**** Task input ****

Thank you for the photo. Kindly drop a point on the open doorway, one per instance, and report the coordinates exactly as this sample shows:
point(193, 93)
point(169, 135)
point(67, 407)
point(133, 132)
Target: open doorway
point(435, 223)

****
**** Task input ****

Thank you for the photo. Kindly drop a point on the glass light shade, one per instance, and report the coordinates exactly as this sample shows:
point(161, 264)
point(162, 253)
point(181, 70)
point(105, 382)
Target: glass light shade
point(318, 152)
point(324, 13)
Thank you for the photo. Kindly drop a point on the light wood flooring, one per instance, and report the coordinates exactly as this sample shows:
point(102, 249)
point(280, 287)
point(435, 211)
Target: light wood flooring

****

> **Set exercise**
Pull out each line of the material above that contains the string "Target", copying every such line in full.

> **Full response**
Target: open doorway
Target: glass light shade
Target: light wood flooring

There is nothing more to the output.